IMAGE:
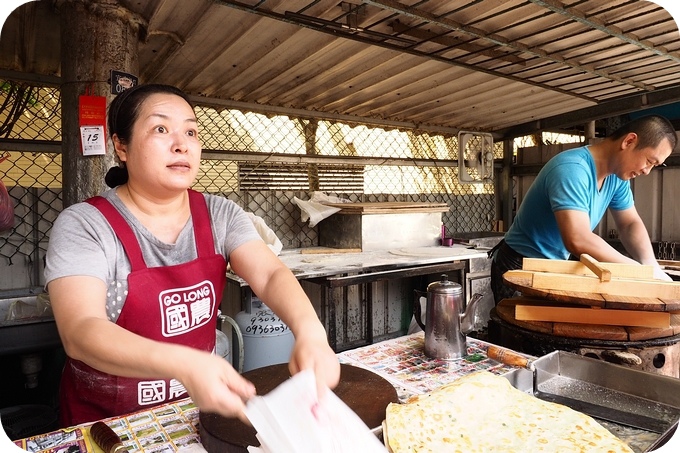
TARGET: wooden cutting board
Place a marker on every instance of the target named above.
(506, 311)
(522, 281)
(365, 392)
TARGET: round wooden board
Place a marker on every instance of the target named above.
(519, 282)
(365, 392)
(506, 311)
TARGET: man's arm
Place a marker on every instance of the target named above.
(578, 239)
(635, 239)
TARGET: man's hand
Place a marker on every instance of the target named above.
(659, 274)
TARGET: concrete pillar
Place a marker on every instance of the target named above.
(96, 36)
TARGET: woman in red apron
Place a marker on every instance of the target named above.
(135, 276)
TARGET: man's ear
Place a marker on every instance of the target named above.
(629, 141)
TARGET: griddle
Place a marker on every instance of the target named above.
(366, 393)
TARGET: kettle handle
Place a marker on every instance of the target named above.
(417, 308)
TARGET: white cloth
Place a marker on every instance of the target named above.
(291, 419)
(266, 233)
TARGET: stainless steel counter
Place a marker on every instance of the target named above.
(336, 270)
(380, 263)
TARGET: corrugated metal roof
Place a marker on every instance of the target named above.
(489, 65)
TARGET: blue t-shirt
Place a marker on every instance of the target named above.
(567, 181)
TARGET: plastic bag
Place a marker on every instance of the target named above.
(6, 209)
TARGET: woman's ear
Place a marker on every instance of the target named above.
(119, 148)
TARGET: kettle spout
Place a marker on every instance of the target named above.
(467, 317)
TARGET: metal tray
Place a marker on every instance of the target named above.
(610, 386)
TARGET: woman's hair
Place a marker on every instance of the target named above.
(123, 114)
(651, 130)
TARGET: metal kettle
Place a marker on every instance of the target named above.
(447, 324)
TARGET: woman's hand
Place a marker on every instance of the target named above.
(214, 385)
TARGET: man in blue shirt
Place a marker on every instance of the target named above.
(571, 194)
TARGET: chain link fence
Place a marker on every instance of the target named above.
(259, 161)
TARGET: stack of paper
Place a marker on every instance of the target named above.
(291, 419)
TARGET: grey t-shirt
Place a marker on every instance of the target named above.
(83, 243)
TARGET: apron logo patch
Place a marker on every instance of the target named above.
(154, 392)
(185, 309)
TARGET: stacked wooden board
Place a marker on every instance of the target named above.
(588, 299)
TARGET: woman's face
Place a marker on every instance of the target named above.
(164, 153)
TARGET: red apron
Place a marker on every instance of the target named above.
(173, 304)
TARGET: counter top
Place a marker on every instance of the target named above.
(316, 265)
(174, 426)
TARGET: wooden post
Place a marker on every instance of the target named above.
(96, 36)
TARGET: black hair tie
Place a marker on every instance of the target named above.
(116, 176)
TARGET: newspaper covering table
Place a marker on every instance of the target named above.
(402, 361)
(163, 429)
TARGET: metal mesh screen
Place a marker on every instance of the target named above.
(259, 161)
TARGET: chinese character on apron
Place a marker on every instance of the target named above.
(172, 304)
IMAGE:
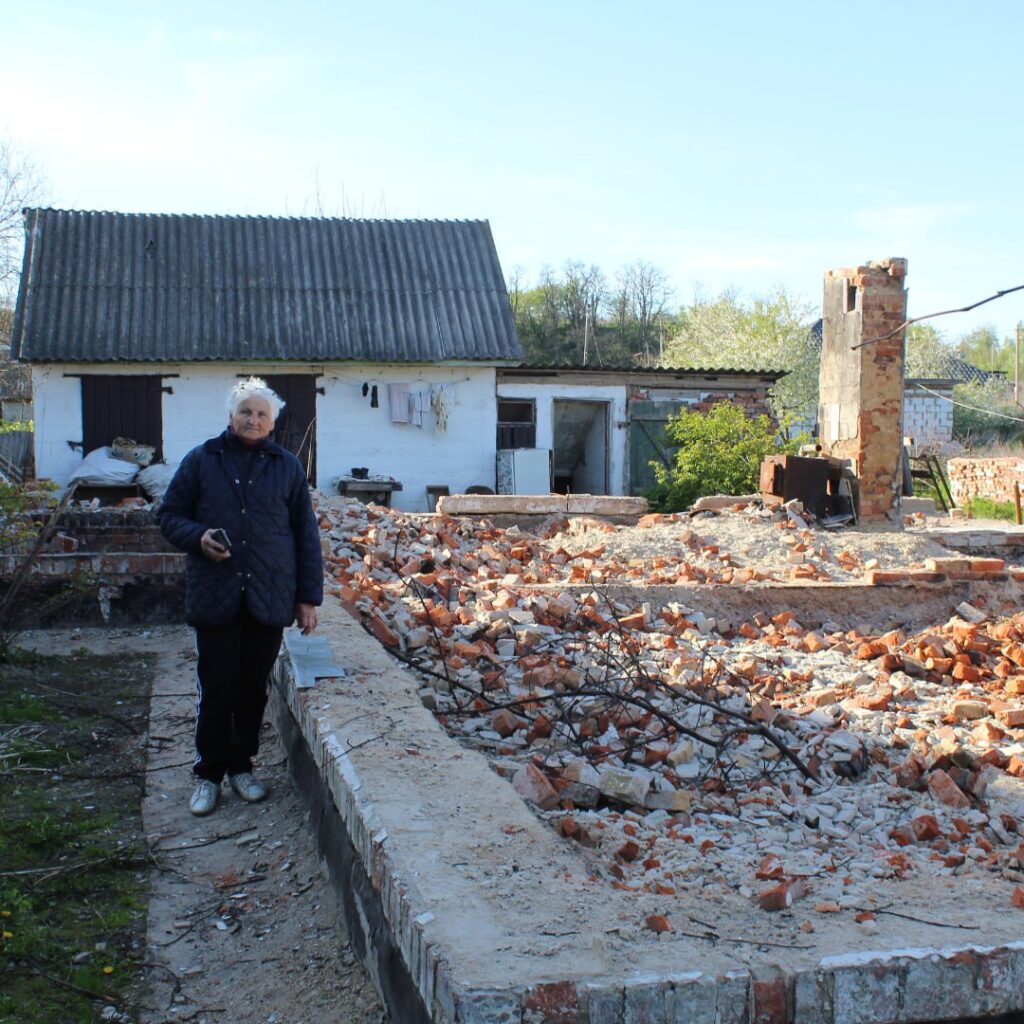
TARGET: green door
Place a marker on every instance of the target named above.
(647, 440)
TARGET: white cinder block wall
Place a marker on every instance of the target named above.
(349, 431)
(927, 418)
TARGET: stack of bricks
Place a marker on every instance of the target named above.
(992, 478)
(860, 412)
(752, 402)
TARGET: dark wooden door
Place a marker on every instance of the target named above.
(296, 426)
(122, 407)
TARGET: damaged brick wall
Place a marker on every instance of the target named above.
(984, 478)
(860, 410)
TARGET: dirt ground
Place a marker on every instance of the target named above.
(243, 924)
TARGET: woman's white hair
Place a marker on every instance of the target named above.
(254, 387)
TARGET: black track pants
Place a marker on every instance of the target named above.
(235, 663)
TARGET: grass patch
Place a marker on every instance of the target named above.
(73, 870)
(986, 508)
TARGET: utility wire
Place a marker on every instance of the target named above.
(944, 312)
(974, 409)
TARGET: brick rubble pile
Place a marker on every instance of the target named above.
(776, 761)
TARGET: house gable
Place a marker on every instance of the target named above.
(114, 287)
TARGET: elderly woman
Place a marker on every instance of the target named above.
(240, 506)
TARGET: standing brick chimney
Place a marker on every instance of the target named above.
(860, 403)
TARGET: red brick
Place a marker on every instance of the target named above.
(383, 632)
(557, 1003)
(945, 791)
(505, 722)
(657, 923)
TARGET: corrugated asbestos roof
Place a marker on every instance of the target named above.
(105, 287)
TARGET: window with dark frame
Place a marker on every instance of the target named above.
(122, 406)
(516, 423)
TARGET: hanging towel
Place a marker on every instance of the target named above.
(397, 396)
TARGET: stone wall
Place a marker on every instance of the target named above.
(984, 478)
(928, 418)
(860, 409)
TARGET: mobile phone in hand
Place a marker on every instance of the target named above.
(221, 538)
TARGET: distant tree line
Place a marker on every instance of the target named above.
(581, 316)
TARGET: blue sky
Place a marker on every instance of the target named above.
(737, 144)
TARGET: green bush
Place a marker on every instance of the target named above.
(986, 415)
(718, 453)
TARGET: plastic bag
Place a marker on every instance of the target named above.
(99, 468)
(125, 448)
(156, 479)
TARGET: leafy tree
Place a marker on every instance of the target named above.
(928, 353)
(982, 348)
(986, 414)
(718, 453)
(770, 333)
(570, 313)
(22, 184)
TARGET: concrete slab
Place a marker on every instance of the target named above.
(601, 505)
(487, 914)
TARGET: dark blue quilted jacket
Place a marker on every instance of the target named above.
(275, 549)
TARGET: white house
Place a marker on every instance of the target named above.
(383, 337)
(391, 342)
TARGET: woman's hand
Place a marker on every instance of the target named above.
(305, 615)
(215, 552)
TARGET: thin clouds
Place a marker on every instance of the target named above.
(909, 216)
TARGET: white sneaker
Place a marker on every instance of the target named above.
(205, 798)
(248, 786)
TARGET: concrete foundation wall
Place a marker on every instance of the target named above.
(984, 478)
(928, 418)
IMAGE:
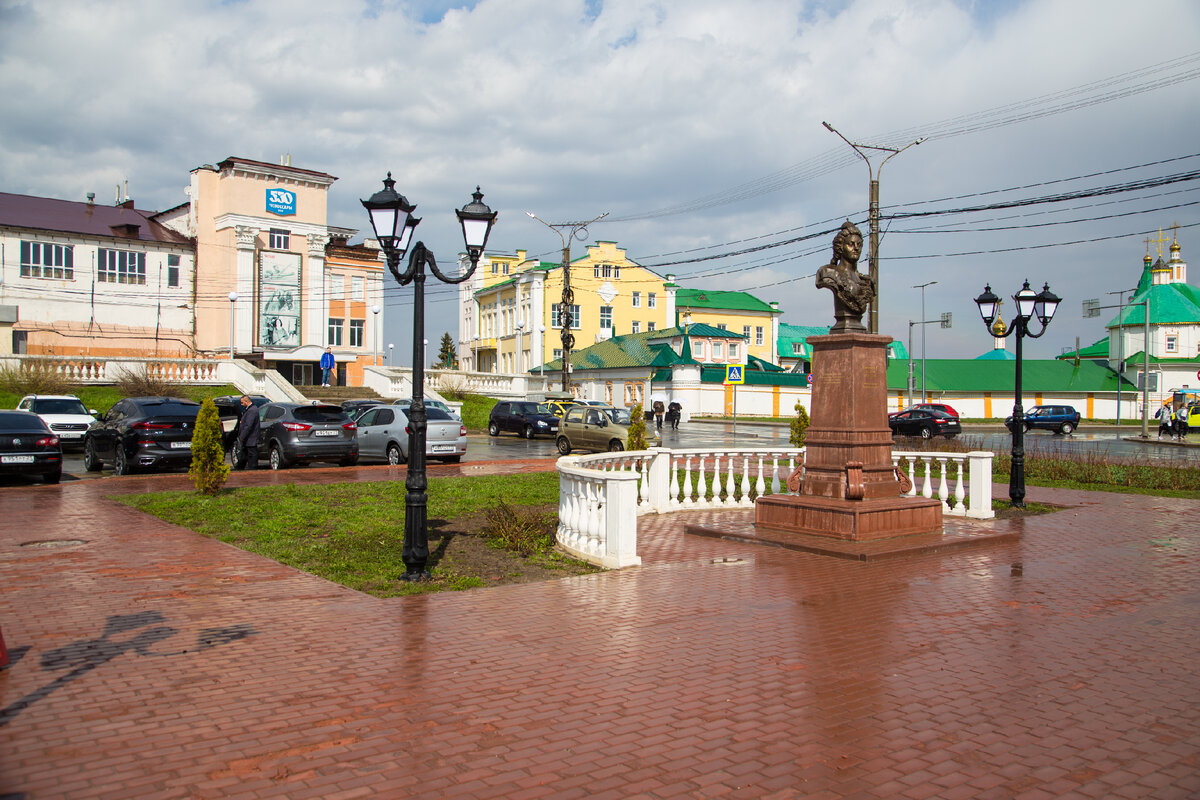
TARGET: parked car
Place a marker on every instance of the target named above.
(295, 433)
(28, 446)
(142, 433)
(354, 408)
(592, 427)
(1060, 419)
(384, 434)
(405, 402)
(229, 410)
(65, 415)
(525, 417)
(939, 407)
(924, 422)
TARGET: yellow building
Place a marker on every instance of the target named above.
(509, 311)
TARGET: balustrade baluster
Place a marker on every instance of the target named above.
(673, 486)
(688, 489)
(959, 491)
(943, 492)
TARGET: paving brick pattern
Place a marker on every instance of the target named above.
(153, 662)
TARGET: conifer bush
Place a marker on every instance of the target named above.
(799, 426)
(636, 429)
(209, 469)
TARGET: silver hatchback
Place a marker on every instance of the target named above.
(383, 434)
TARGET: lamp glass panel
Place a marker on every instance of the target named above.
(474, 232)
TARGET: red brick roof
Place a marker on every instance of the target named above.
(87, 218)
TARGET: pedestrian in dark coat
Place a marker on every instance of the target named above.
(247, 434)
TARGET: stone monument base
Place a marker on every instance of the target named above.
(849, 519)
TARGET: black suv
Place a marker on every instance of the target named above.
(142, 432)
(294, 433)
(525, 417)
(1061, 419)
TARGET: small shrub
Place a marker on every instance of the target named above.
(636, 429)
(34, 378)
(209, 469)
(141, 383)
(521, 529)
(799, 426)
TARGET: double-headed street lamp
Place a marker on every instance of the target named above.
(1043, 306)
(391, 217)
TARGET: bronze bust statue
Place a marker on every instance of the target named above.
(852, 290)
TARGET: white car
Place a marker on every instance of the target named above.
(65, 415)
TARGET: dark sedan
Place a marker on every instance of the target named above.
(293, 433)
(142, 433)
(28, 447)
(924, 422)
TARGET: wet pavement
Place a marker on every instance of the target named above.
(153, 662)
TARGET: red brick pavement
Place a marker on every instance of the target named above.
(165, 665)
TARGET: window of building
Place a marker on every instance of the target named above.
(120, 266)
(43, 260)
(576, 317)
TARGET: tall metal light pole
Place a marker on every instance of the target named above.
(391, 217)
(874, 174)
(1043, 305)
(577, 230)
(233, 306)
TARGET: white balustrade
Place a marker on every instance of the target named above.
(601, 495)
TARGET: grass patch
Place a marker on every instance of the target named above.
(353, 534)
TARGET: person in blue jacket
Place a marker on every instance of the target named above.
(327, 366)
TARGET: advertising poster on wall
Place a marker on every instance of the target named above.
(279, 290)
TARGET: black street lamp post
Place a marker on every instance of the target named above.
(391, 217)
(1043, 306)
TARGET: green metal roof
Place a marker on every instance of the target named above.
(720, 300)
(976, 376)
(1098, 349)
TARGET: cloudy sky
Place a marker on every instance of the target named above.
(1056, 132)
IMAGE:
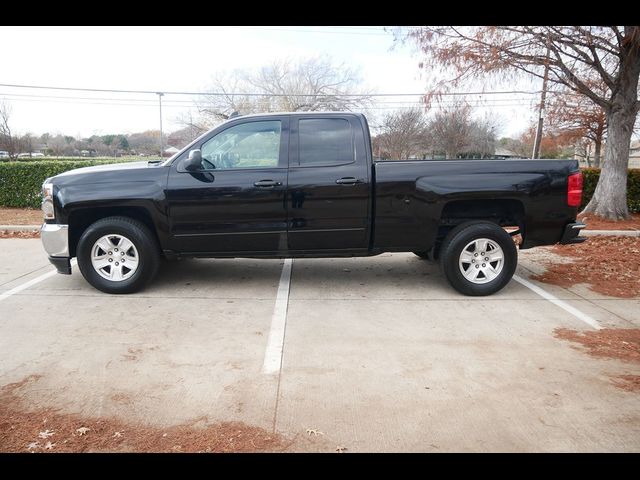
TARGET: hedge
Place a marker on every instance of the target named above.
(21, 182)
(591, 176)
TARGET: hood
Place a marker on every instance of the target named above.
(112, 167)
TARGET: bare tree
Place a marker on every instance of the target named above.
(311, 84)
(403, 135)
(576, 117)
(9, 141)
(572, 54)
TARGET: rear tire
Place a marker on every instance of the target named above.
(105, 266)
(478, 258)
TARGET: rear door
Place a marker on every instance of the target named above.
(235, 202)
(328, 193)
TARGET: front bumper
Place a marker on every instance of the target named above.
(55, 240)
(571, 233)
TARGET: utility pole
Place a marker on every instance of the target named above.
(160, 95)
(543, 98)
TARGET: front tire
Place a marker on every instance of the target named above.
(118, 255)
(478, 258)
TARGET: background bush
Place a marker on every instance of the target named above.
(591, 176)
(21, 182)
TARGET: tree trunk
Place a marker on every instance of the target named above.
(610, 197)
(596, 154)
==*==
Your task is to retype the lines running from the one that contains "TARGET: window of building" through the end of the records, and nothing else. Pictures are not part of the copy.

Answer below:
TARGET: window of building
Place a marker on every instance of the target named above.
(120, 266)
(43, 260)
(576, 317)
TARGET: tall metal light pole
Place a marker on every instance of the target named above.
(391, 217)
(874, 174)
(1043, 305)
(577, 230)
(233, 306)
TARGET: white balustrade
Place a marker on every instance of the target named above.
(601, 495)
TARGET: grass patch
Place a marker on every instance of the target named above.
(353, 534)
TARGET: person in blue jacket
Place a marker on every instance of the target named above.
(327, 366)
TARGET: advertising poster on wall
Place a marker on every instance of the target named above.
(279, 290)
TARGET: black street lamp post
Place a marker on every instance of the target named above.
(391, 217)
(1043, 306)
TARGET: green metal roof
Place a marker on every instance of the target named above.
(720, 300)
(976, 376)
(1098, 349)
TARGET: cloudy sky
Place a marker on every instance of the target named above.
(1056, 132)
IMAGE:
TARGET: hedge
Place a marker on every instance of the target named above.
(21, 182)
(591, 176)
TARGET: hood
Place a marker on every instance of the target named above.
(112, 167)
TARGET: bare tree
Place a marker on every instance of the target named above.
(311, 84)
(403, 135)
(576, 117)
(9, 141)
(572, 54)
TARGET: rear tire
Place a marker on every instance of the target named above.
(105, 266)
(478, 258)
TARGET: rear door
Place a marker on every instance of the target named above.
(235, 202)
(328, 193)
TARGET: front bumper
Place a marker on every instance of the target named above.
(55, 240)
(571, 233)
TARGET: utility pole
Place a marker on every instance of the target named above.
(160, 95)
(543, 98)
TARGET: front tire
Place a marker on every instance of the target named above.
(118, 255)
(478, 258)
TARGET: background bush
Place a marker on every instance of the target named above.
(591, 176)
(21, 182)
TARGET: tree trunk
Place a marker on every instance of the target named above.
(610, 197)
(596, 154)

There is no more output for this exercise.